Judul:
Till We Meet Again
Penulis:
Yoana Dianika
Penerbit:
GagasMedia
Tebal:
294 Halaman
Terbit:
Cetakan Ketujuh, 2012
Editor:
Rayina
Proofreader:
Gita Romadhona
Desainer
Sampul: Dwi Annisa Anindhika
Tata
Letak: Nopianto Ricaesar
Saat membaca buku ini, aku
jujur saja tertarik terlebih dulu dengan stampel di sampul depan bukunya.
Tercetak ‘juara ketiga 100% roman asli Indonesia’. Aku pikir ceritanya pasti
akan istimewa, ternyata memang benar. Ceritanya romantis sekali.
Berkisah mengenai Elena
Sebastian Atmadja, dia adalah gadis blasteran Indonesia Austria. Elena berniat
kuliah di Austria sejak lama. Pada akhirnya, ayahnya mewujudkan mimpi Elena
untuk kuliah di sana, tepatnya di Wina. Elena mengambil jurusan seni teater,
pun ia mengambil studi di sekolah musik di sana. Ada hal yang sebenarnya Elena
harapkan ketika di Wina, ia rindu bertemu dengan pangeran kaiserschmarrn-nya. Sosok itu selalu muncul di dalam mimpi-mimpi
Elena.
Elena menempati unit
apartemen bersama dua gadis lainnya. Yaitu Dupont dari Perancis, dan satunya lagi
gadis Jepang bernama Kimiko. Dan tak dinyana, di depan unit apartemen Elena,
dua lelaki yang memesona tinggal. Mereka bersaudara. Mereka adalah Christopher Van
Schwind dan Hǟns Steffano. Terutama Hǟns, selalu membuat jantung Elena berdetak
kencang. Dia mengingatkan Elena pada pangeran kaiserschmarrn-nya. Pangeran kecilnya itu bermata kelabu, seperti Hǟns
tentu saja.
Lalu bagaimana kelanjutan
kisahnya ketika hubungan Elena dan Hǟns semakin dekat? Pun Christ yang coba
mendekati Elena, terlebih mereka satu jurusan. Lalu apa hubungan Hǟns, Elena,
Christ, dan gadis Indonesia lainnya bernama Jessica yang mana seorang artis
menyebalkan yang selalu mengintimidasi Elena di kelas sprechen alias kelas bicara? Till
We Meet Again menyuguhkan drama mengharukan sederhana tentang cinta yang
tumbuh seiring berjalannya waktu, tentu dengan cobaan-cobaan peliknya.
Unsur signifikakan dalam
novel romatis pertama karya Yoana Dianika ini setidaknya ada dua, menurutku
sih. Pertama adalah latarnya yang digambarkan dengan apik. Lalu
karakter-karakternya yang loveable. Till We Meet Again punya dua hal itu.

++++++++++++++++++++

## PETUNJUK LATIHAN:
[a] Menurut ulasan novel ini, di kota mana Elena akhirnya kuliah?
[b] Ubah paragraf ulasan novel yang diawali "Elena menempati unit" menjadi daftar singkat tanpa menghilangkan fakta utamanya.
Daftar berikut diambil dari sumber yang berbeda.

## BAGIAN DATA:
++++++++++++++++++++

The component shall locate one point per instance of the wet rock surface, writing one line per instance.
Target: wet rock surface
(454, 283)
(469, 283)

++++++++++++++++++++

## KUNCI JAWABAN:
[a] Elena kuliah di Wina, Austria.

[b]
- Elena tinggal di satu unit apartemen bersama Dupont dari Perancis dan Kimiko dari Jepang.
- Di depan unit apartemennya tinggal dua lelaki bersaudara yang memesona, Christopher Van Schwind dan Hǟns Steffano.
- Hǟns selalu membuat jantung Elena berdetak kencang.
- Hǟns mengingatkan Elena pada pangeran kaiserschmarrn-nya, yang bermata kelabu seperti Hǟns.